Task requirements
Write every line of the records below as a JSON list of strings, one string per line, with blank lines left out. Leave the pictures out of the list.

Provided material
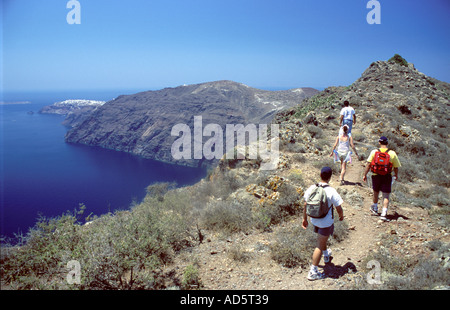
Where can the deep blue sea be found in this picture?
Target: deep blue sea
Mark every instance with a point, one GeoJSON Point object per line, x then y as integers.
{"type": "Point", "coordinates": [41, 174]}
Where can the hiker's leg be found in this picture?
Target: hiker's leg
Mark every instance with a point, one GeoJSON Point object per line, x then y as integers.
{"type": "Point", "coordinates": [385, 204]}
{"type": "Point", "coordinates": [321, 246]}
{"type": "Point", "coordinates": [385, 200]}
{"type": "Point", "coordinates": [343, 169]}
{"type": "Point", "coordinates": [375, 196]}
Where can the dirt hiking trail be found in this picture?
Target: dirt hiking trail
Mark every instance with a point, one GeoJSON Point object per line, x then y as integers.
{"type": "Point", "coordinates": [218, 271]}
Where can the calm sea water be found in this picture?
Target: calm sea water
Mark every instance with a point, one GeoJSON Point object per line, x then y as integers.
{"type": "Point", "coordinates": [41, 174]}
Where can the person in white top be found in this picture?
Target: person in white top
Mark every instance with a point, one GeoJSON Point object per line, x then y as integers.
{"type": "Point", "coordinates": [348, 117]}
{"type": "Point", "coordinates": [324, 227]}
{"type": "Point", "coordinates": [343, 143]}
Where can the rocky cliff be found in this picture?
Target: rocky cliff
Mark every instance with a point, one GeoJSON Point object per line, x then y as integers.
{"type": "Point", "coordinates": [141, 124]}
{"type": "Point", "coordinates": [75, 110]}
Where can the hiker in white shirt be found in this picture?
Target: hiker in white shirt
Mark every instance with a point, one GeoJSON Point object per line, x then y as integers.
{"type": "Point", "coordinates": [348, 117]}
{"type": "Point", "coordinates": [324, 227]}
{"type": "Point", "coordinates": [343, 143]}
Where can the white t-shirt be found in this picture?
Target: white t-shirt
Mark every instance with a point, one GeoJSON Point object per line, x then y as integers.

Solved problem
[
  "Where can the deep blue sea be found in this picture?",
  "Target: deep blue sea",
  "Mark every instance with a point, one GeoJSON Point object per line, x then y as integers.",
  "{\"type\": \"Point\", \"coordinates\": [41, 174]}",
  "Where can the hiker's leg be found in this picture?",
  "Target: hiker's leg",
  "Mark every instance with a point, one GeoJSON Point object per line, x then y as integers.",
  "{\"type\": \"Point\", \"coordinates\": [385, 204]}",
  "{\"type\": \"Point\", \"coordinates\": [321, 246]}",
  "{\"type\": \"Point\", \"coordinates\": [385, 200]}",
  "{\"type\": \"Point\", \"coordinates\": [343, 169]}",
  "{\"type\": \"Point\", \"coordinates\": [375, 196]}",
  "Where can the dirt hiking trail be found in this picture?",
  "Target: dirt hiking trail",
  "Mark every instance with a point, one GeoJSON Point object per line, x then y as integers.",
  "{\"type\": \"Point\", \"coordinates\": [218, 271]}",
  "Where can the calm sea water be found in this picture?",
  "Target: calm sea water",
  "Mark every instance with a point, one GeoJSON Point object per line, x then y as integers.",
  "{\"type\": \"Point\", \"coordinates\": [41, 174]}",
  "Where can the person in white top be found in this picture?",
  "Target: person in white top",
  "Mark every instance with a point, one GeoJSON Point object per line, x then y as integers.",
  "{\"type\": \"Point\", \"coordinates\": [348, 117]}",
  "{\"type\": \"Point\", \"coordinates\": [324, 227]}",
  "{\"type\": \"Point\", \"coordinates\": [343, 143]}",
  "Where can the rocky cliff be found in this picture?",
  "Target: rocky cliff",
  "Mark every instance with a point, one GeoJSON Point object per line, x then y as integers.",
  "{\"type\": \"Point\", \"coordinates\": [141, 124]}",
  "{\"type\": \"Point\", \"coordinates\": [75, 110]}",
  "Where can the hiker in white shirt be found in this picture?",
  "Target: hiker in white shirt",
  "Mark every instance with a point, one GeoJSON Point object per line, x then y as integers.",
  "{\"type\": \"Point\", \"coordinates\": [348, 117]}",
  "{\"type\": \"Point\", \"coordinates\": [324, 227]}",
  "{\"type\": \"Point\", \"coordinates\": [343, 143]}",
  "Where can the white t-shirt be found in this picture?",
  "Target: white t-shirt",
  "Mark every instance with a point, one GeoJSON Point object per line, x then y as integers."
]